#### Problem details
Repeat the listing lines between the line containing "form: x=483 y=661." and the line containing "x=1085 y=113", inclusive, and no others.

#### Record excerpts
* * * * *
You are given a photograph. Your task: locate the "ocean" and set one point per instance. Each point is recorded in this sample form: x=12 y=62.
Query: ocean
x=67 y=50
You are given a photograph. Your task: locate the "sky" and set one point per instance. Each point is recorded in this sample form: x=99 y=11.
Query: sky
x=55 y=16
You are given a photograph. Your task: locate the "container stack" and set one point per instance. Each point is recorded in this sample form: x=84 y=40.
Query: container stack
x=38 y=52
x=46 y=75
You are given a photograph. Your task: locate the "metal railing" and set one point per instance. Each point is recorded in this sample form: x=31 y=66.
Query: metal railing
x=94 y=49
* * * * *
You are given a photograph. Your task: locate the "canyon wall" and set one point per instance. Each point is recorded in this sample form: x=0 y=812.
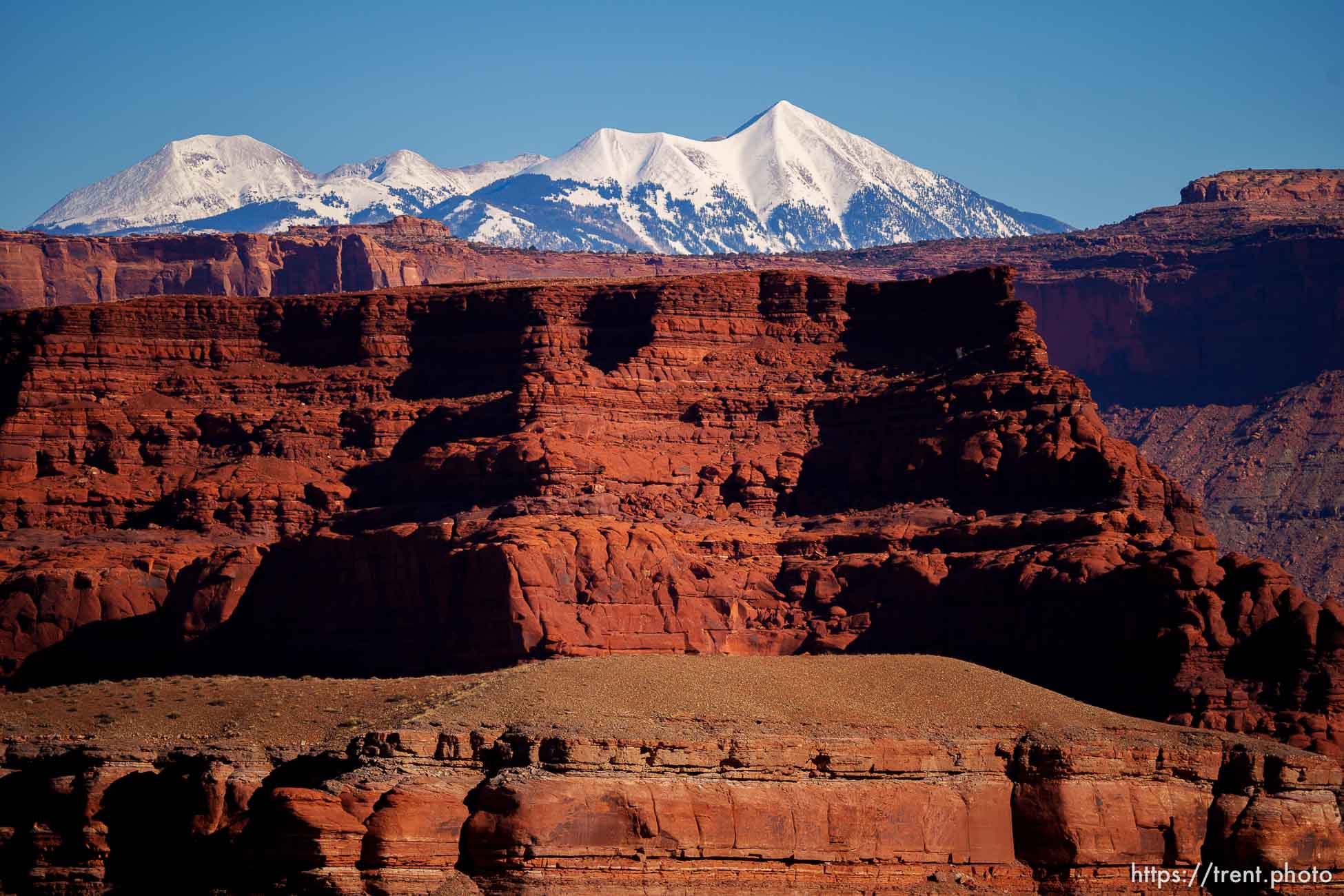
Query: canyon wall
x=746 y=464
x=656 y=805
* * * * *
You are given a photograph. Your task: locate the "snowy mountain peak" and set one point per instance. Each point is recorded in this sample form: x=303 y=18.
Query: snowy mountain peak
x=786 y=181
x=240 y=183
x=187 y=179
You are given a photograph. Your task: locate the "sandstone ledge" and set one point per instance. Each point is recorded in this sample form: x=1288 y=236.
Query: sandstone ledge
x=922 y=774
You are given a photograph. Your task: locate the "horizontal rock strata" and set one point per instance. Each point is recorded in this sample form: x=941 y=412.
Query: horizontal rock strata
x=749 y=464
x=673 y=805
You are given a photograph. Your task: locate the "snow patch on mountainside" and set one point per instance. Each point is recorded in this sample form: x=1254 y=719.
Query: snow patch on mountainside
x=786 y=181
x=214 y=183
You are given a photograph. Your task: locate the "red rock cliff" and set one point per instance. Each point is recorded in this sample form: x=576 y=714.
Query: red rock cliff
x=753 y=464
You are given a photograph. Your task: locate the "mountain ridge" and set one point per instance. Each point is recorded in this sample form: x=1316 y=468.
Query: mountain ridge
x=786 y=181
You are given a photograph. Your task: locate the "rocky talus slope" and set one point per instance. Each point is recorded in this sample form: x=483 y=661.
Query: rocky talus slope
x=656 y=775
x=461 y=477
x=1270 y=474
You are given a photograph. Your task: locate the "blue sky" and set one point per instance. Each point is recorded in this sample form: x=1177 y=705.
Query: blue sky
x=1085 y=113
* * * * *
#### Result below
You are given a photograph. Your task: locate the "rocky talus slope" and set one point per instance. Each point is recorded in this sample form: x=483 y=661.
Query: rocky talus slope
x=656 y=775
x=461 y=477
x=1270 y=474
You are given a photograph. Your task: locate the "blue sky" and set one point per instance. Each point is recorded in this sample form: x=1177 y=705.
Query: blue sky
x=1085 y=113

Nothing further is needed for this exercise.